### EXERCISE
In the records below, find the line that contains "Target: entire blue" and the line that contains "of the both", then retype exactly those two lines and every line between them.

(Stored entries)
=== Begin Enclosure ===

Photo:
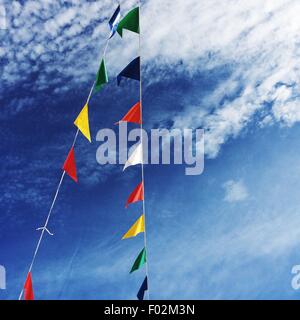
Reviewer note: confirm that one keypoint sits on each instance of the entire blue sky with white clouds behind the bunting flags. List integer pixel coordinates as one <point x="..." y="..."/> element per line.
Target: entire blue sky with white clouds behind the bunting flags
<point x="229" y="67"/>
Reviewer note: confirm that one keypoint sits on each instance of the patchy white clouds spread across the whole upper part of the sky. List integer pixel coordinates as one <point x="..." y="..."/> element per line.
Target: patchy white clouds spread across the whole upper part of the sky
<point x="258" y="42"/>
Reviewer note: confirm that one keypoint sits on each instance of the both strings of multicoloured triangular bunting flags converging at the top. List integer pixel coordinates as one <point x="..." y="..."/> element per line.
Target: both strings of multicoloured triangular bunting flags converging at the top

=== End Enclosure ===

### RESULT OF THIS TASK
Target: entire blue sky with white clouds behind the bunting flags
<point x="229" y="67"/>
Reviewer note: confirm that one keypoint sits on each instance of the patchy white clouds spread across the whole upper part of the sky. List integer pixel coordinates as one <point x="..." y="..."/> element per line.
Target: patchy white clouds spread across the whole upper part of the sky
<point x="258" y="42"/>
Reviewer note: confirm that one keypoint sits on each instance of the both strings of multicoloured triangular bunting flags converging at the top. List integer pixel coordinates as one <point x="..." y="..."/> element per line.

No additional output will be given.